在centOS上安装Ceph

Introduction

I created this document based on my experience setting up a small test cluster for the Ceph distributed file system. I used VMWare Server for this setup as I found it to be quick and easy to get going with this and I do not have any spare machines lying around that I could use. Plus, the fact that VMWare Server is free sure doesn't hurt! It mainly serves as personal notes for myself as I tend to forget things like this rather quickly.

Machine Setup and Configuration

My simple cluster has 3 nodes in total so I will need to create 3 virtual machines. If you have never used VMWare before, here is a simple guide for creating a Linux virtual machine using the CentOS distribution. If you know how to create Linux virtual machines then just create 3 of them. Also, create another hard disk for the virtual machine. This will be used for the btrfs file system. This can be relatively small. In my case, I made it 1 GB.

After we have our 3 Linux nodes up and running, I like to modify the /etc/hosts file so I don't have to remember IP addresses all the time. My /etc/hosts file looks as follows.

 

# Do not remove the following line, or various programs
# that require network functionality will fail.
127.0.0.1               localhost.localdomain localhost
::1             localhost6.localdomain6 localhost6
192.168.221.137         ceph0
192.168.221.138         ceph1
192.168.221.139         ceph2

 

Checking out Ceph Source Code

Now we are ready to check out Ceph. We will build it at a later stage when we are ready. If git is not present on your machine, you can follow these instructions to install it.

 

# cd /usr/src
# git clone git://ceph.newdream.net/ceph.git
Initialize ceph/.git
Initialized empty Git repository in /usr/src/ceph/.git/
remote: Generating pack...
remote: Counting objects: 498
remote: Done counting 37941 objects.
remote: Deltifying 37941 objects...
remote:  100% (37941/37941) done
remote: Total 37941 (delta 30117), reused 34536 (delta 27139)
Receiving objects: 100% (37941/37941), 8.46 MiB | 568 KiB/s, done.
Resolving deltas: 100% (30117/30117), done.
#

 

We need to export the ceph directory so that each node in the cluster can access the binaries and subdirectories which are needed. We will use NFS for this.

On the ceph0 host (or whichever host has the Ceph source code), edit the /etc/exports file. It should have a line similar to the following (assuming you modified the /etc/hosts file as I described; otherwise, you will need to enter IP addresses in this file):

 

/usr/src/ceph ceph1(rw,async,no_subtree_check) ceph2(rw,async,no_subtree_check)

 

This export entry is extremely simple. I am not taking security concerns into account here as this is a very simple test cluster we are setting up. Next, restart (or start if it was never started) the NFS service as follows.

| Provided material |

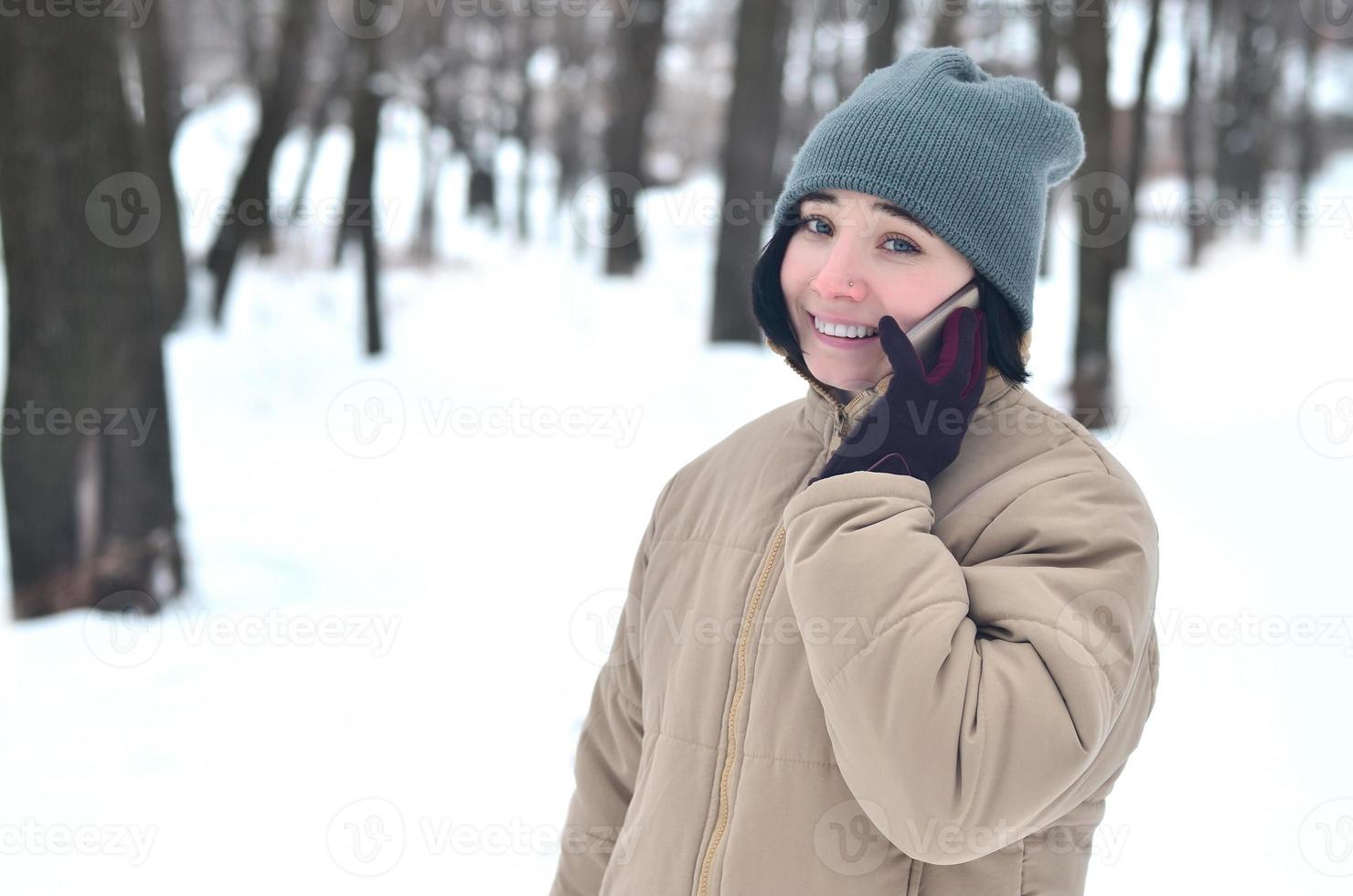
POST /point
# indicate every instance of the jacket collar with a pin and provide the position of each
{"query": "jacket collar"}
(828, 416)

* * *

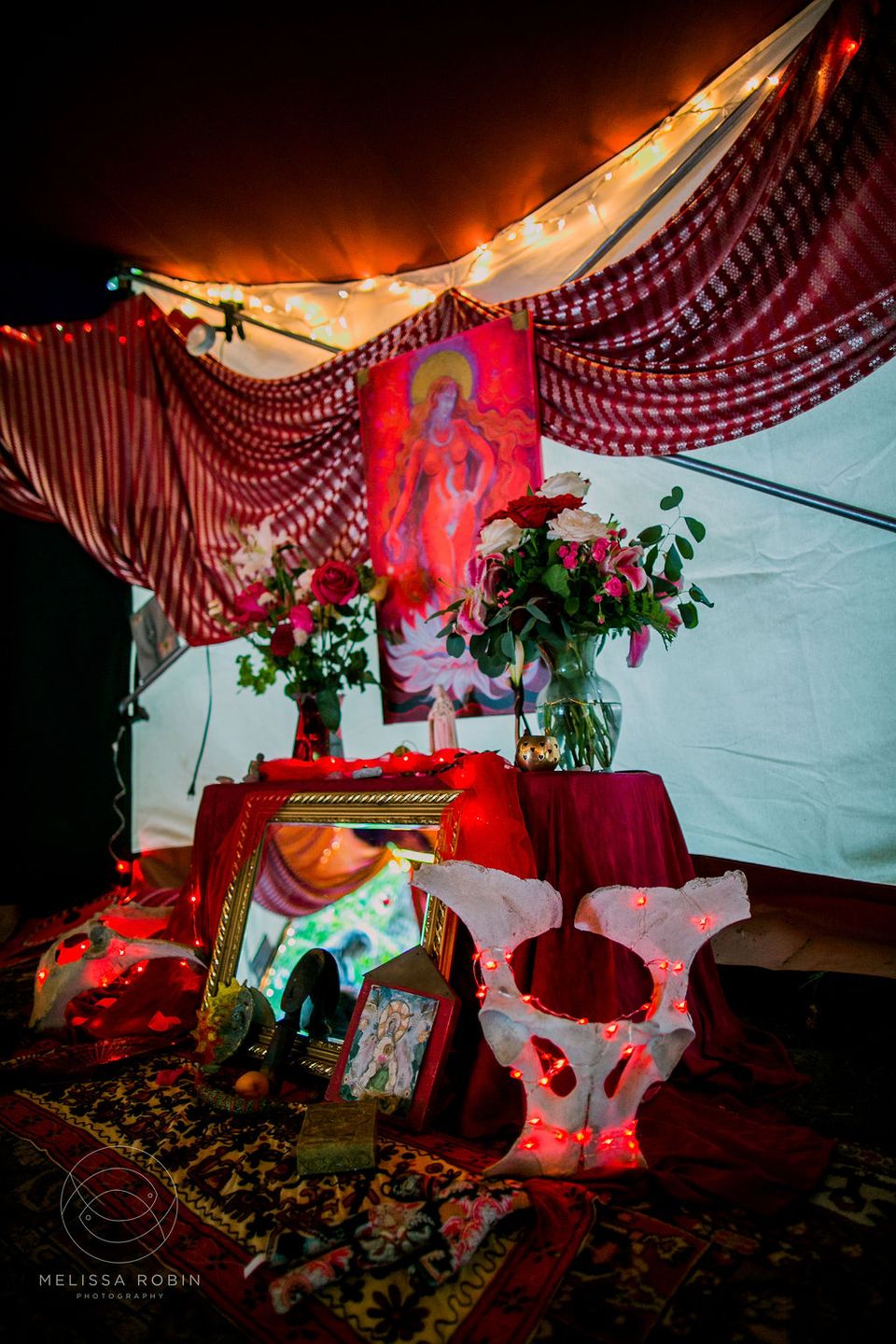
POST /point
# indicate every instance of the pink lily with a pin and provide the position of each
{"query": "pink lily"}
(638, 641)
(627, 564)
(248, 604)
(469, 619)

| What is asked |
Reproduce word for word the passage of the Ceph setup guide above that opens with the words "Now we are ready" and closes with "34536 (delta 27139)".

| Complete response |
Now we are ready to check out Ceph. We will build it at a later stage when we are ready. If git is not present on your machine, you can follow these instructions to install it.

 

# cd /usr/src
# git clone git://ceph.newdream.net/ceph.git
Initialize ceph/.git
Initialized empty Git repository in /usr/src/ceph/.git/
remote: Generating pack...
remote: Counting objects: 498
remote: Done counting 37941 objects.
remote: Deltifying 37941 objects...
remote:  100% (37941/37941) done
remote: Total 37941 (delta 30117), reused 34536 (delta 27139)